→ Exercise set:
(1) Copy out the text on Nigerian agriculture from "Farmers across the" up to and including "be very visible.".
(2) According to the text on Nigerian agriculture, what is the factory gate price of fertilizer produced under the presidential scheme?

Some big gainers in terms of corporate entities that can be singled out in 2017 include Okomu Oil palm Plc which has seen its stock having a return of 73.56 percent in one year, and Presco Plc whose share price has gained 74.59 percent in the last one year as well.


The Nigeria-Morocco Fertiliser Pact

Nigeria for many years had a reputation for being one of the countries with the least fertiliser usage. Now, not that its “news” for Nigeria to be part of such a list, but the good thing that happened in 2017 is that fertiliser got a lot cheaper! This happened courtesy of the bilateral agreement signed between Nigeria and Morocco earlier in the year and part of it is the fertiliser component for supply of phosphate to Nigerian companies for blending. The Nigerian Sovereign Investment Authority (NSIA) set up a special purpose vehicle, SPV, which entered into contract manufacturing deals with local blending plants at an agreed blending rate. Another deal was reached with Notore and Indorama to supply the urea from gas but the limestone granules come from diverse locations including Okpella in Edo state.

More than half of Nigeria’s 38 fertilizer blending plants had packed up, laying off their staff, but many are now roaring back to life as cheaper, guaranteed raw materials are being made available.

Farmers across the country who have faced difficulty in buying fertiliser where for example a bag of Urea fertilizer was sold for as high as N10, 000, instead of the N4, 500 it was sold in 2015.

Today the fertilizer produced under the presidential scheme, courtesy of the Nigeria-Morocco arrangement, has a factory gate price of N5,500. This is cutting the operational cost of farmers by a huge margin and also helping them to raise their farm yield.

 

The Rice Boom is “Getting Real”

Many Nigerians, especially those in the urban centres like Lagos have heard so much about local rice production but keep wondering why it is yet to be very visible.

→ Image point annotation data:
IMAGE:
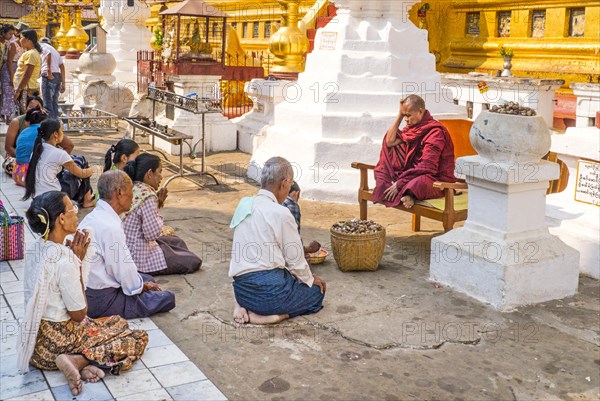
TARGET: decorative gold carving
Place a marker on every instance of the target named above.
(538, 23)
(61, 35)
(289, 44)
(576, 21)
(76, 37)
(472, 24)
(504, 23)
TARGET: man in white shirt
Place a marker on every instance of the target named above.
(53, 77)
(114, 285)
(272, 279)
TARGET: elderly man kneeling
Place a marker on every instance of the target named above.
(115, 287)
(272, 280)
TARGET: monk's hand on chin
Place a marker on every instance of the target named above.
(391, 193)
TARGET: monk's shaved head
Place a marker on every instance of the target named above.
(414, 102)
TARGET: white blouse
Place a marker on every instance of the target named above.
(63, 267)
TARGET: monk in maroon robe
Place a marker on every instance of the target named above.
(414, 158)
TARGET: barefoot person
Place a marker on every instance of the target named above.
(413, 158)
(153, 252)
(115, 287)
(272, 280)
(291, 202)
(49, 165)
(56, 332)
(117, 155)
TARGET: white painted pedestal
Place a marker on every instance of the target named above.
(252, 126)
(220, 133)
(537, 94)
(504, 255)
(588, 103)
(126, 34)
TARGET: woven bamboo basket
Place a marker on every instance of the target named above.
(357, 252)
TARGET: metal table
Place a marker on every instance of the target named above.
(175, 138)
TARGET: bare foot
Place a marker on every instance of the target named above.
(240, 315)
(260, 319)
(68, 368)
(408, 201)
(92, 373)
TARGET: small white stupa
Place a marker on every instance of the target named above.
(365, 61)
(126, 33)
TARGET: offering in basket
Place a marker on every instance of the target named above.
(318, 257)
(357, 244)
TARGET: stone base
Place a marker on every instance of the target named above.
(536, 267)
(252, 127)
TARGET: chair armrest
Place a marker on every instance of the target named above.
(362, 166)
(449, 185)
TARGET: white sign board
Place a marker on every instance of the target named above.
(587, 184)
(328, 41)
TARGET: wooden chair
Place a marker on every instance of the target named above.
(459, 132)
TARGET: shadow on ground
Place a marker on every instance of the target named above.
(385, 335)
* * *
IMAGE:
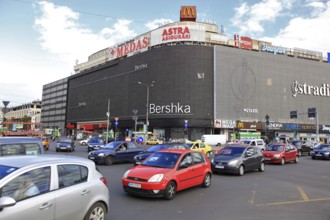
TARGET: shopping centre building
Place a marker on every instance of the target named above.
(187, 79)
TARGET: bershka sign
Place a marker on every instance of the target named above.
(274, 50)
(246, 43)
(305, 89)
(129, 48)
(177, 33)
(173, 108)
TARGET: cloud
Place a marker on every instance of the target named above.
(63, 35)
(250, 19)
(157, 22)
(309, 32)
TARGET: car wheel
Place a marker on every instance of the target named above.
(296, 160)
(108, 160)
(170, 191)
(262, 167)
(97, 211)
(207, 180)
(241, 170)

→ Answers to the exercise:
(1)
Farmers across the country who have faced difficulty in buying fertiliser where for example a bag of Urea fertilizer was sold for as high as N10, 000, instead of the N4, 500 it was sold in 2015.

Today the fertilizer produced under the presidential scheme, courtesy of the Nigeria-Morocco arrangement, has a factory gate price of N5,500. This is cutting the operational cost of farmers by a huge margin and also helping them to raise their farm yield.

 

The Rice Boom is “Getting Real”

Many Nigerians, especially those in the urban centres like Lagos have heard so much about local rice production but keep wondering why it is yet to be very visible.

(2) N5,500